(Objective 1):
In the article about Admit One Video Presentations, who was the company's creative director?

________________________

This quirky company brought Ed Wood's movies to the Great White North. |
The home video gold rush of the 1980s and '90s was a boon to director Ed Wood, even though he was already dead by then. By pure serendipity, the book The Golden Turkey Awards (1980) made Eddie and his films famous at the same time people were starting to buy VCRs for their homes. Naturally, those folks needed plenty of prerecorded videotapes to play on those expensive new machines of theirs, and numerous distribution companies popped up to supply those tapes. Ed Wood's movies certainly were not left out in the cold. His best known works, including Glen or Glenda (1953), Bride of the Monster (1955), and Plan 9 from Outer Space (1957), were released on tape numerous times by numerous labels.
In the 1980s, a Canadian company called Admit One Video Presentations produced its own line of Ed Wood tapes, perhaps hoping to capitalize on the Golden Turkey publicity. Very little evidence of Admit One survives today, apart from some Ebay listings for their products, but they released editions of numerous sci-fi and horror films: Robot Monster (1953), Reefer Madness (1936), Spider Baby (1967), The Horror of Party Beach (1964), Chained for Life (1952), Satan's Satellites (1958), She Demons (1958), Bela Lugosi Meets a Brooklyn Gorilla (1952), Monster from Green Hell (1957), The Robot vs. The Aztec Mummy (1958), White Zombie (1952), Lost Planet Airmen (1951), and Bowery at Midnight (1942), which came paired with Dick Tracy vs. Cueball (1946).
What concerns us, however, are Admit One's releases of Ed Wood's movies. It was reader Brendon Sibley who brought the company to my attention. As far as I can tell, Admit One put out its own editions of Plan 9 from Outer Space, Bride of the Monster, and Glen or Glenda plus Jail Bait (1954), Night of the Ghouls aka Revenge of the Dead (1959), and The Sinister Urge (1960). In case you're counting, that's all six of the feature films Ed directed during his classic period. You must admit that's a very decent Ed Wood catalog, especially considering the Tim Burton biopic was a decade away and Nightmare of Ecstasy (1992) hadn't even been published.
On November 25, 1982, The Toronto Sun published a most interesting article about Admit One and its creative director, a loyal Ed Wood fan named Fred Mollin. According to the article, Mollin learned of the existence of Revenge of the Dead in 1979 and spent several years trying to secure the rights to the film, which had languished for decades in a processing lab. Mollin was assisted in his quest by Randy Simon, coauthor of the chapbook Ed Wood: A Man and His Films (1981), and Bela Lugosi biographer Richard Bojarski. After years of dead ends, Mollin finally reached out to Ed's widow, Kathy (misspelled "Cathy" in the article), but she had just sold the rights to Revenge of the Dead to "a Kansas City pay TV company." I'll assume this refers to Wade Williams Productions, since Williams (1942-2023) was based in Kansas City. Ultimately, Mollin and Williams were able to come to terms, and the former screened Revenge of the Dead for "trash fans" at Toronto's Bloor Cinema.

________________________

(Objective 2):
Locate each line in the rows below that contains the word "apron", and copy those lines.

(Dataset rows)
________________________

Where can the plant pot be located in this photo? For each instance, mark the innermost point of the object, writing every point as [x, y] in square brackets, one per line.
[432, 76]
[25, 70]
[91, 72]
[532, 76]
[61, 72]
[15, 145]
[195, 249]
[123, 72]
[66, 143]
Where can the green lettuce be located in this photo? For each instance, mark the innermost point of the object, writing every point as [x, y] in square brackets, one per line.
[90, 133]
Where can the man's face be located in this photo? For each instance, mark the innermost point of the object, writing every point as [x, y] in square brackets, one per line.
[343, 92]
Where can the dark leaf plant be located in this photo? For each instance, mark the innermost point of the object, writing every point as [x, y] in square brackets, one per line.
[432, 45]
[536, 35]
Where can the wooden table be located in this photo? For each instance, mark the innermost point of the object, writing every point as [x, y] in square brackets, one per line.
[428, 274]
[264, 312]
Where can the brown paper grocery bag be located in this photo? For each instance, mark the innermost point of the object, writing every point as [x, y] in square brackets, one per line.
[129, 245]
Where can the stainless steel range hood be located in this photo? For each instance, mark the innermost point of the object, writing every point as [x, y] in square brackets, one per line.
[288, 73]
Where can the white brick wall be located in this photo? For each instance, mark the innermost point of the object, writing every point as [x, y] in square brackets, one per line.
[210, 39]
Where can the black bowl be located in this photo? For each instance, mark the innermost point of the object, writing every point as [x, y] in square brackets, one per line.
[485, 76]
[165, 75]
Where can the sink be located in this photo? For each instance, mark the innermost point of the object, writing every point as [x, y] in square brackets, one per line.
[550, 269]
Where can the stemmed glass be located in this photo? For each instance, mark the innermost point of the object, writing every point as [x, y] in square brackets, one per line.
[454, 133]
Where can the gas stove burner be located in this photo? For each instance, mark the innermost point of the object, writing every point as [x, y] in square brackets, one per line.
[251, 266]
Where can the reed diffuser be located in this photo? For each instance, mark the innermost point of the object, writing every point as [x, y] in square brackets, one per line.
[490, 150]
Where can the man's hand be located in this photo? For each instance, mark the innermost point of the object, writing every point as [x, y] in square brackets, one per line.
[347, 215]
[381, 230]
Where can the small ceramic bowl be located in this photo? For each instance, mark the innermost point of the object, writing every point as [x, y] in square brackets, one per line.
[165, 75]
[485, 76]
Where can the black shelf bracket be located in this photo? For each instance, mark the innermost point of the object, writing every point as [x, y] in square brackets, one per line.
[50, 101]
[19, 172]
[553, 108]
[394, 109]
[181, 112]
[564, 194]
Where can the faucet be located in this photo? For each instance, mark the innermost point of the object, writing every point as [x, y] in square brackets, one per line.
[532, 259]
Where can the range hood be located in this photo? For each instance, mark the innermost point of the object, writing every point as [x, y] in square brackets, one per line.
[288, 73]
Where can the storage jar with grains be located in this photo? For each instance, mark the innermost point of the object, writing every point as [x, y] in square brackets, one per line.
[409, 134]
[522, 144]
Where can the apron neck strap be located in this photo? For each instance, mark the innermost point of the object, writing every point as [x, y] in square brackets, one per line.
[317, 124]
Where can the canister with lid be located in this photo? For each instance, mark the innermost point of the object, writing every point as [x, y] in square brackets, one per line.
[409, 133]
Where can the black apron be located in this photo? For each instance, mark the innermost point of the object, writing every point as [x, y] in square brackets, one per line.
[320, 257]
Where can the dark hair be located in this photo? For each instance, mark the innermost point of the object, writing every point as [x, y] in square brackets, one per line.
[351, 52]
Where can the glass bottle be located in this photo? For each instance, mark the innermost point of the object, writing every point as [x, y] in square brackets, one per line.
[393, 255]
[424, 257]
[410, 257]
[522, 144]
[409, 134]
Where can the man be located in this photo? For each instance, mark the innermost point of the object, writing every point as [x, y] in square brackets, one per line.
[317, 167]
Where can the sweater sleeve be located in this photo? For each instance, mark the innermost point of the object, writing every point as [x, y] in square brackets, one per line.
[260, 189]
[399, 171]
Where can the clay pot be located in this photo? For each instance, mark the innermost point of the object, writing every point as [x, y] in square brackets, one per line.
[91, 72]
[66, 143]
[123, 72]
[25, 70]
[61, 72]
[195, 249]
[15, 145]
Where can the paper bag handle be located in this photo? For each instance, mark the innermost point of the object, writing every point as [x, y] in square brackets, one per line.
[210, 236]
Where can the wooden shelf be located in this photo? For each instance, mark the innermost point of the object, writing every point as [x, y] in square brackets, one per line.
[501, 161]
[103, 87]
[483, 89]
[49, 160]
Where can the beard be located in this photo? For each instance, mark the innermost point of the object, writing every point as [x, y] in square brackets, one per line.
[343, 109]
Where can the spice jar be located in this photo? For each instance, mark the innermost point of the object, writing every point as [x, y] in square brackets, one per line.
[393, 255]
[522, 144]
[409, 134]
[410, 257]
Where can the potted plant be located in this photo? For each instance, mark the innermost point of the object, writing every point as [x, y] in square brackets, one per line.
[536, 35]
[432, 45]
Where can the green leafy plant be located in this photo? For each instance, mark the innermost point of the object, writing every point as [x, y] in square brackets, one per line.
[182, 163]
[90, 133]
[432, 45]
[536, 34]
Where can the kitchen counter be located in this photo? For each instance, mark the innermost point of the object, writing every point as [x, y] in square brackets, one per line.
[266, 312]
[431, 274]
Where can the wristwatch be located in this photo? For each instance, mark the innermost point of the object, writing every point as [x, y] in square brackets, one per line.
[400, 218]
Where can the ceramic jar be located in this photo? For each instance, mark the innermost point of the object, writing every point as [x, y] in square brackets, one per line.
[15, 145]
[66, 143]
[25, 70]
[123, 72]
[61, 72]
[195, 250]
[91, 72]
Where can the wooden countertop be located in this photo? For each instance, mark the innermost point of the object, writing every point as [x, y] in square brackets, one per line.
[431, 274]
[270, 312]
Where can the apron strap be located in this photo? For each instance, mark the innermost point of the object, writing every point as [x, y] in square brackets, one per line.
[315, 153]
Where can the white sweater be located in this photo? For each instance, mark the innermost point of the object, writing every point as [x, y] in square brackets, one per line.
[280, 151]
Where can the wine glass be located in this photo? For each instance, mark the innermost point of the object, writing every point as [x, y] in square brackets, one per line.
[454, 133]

________________________

(Task solution 1):
Fred Mollin

(Task solution 2):
Where can the apron neck strap be located in this photo? For each instance, mark the innermost point of the object, writing every point as [x, y] in square brackets, one per line.
Where can the black apron be located in this photo? For each instance, mark the innermost point of the object, writing every point as [x, y] in square brackets, one per line.
Where can the apron strap be located in this photo? For each instance, mark the innermost point of the object, writing every point as [x, y] in square brackets, one per line.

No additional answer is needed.